> **YOUR ASSIGNMENT**: In the guide to working with APIs, what temperature range is recommended for factual output?
───── DOCUMENT EXTRACT
Working with APIs
Connecting your product to AI models programmatically. Authentication, streaming, error handling.
Builder’s checkPut cost tracking in on day one, not the day your bill scares you. Log every call, tag it by feature, and look at it weekly. If you can't see the exposure, you can't manage it.
Every major LLM provider follows the same basic pattern: you send messages, you get a response, you pay per token.
The messages array
The core abstraction is the messages array with roles: system (your instructions), user (human input), and assistant (previous model responses).
Key parameters
| Parameter | What it controls | What to set it to |
|---|---|---|
| model | Which model handles the request | Start cheap, upgrade when you have evidence |
| temperature | Randomness. 0 = deterministic, 1 = creative | 0-0.3 for factual, 0.5-0.8 for creative |
| max_tokens | Response length cap | Set this. Prevent runaway responses. |
| stop | Sequences that end generation | Useful for structured output parsing |
Streaming: making slow feel fast
Without streaming, users stare at a spinner for 2-10 seconds. With streaming, they see tokens appear in ~200ms. For any user-facing feature, turn on streaming.
──────────
───── ENTRIES SUPPLIED
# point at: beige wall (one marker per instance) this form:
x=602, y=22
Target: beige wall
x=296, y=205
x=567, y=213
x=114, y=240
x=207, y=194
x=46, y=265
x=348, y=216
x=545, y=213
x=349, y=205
──────────
> **TASK ANSWER**: 0 to 0.3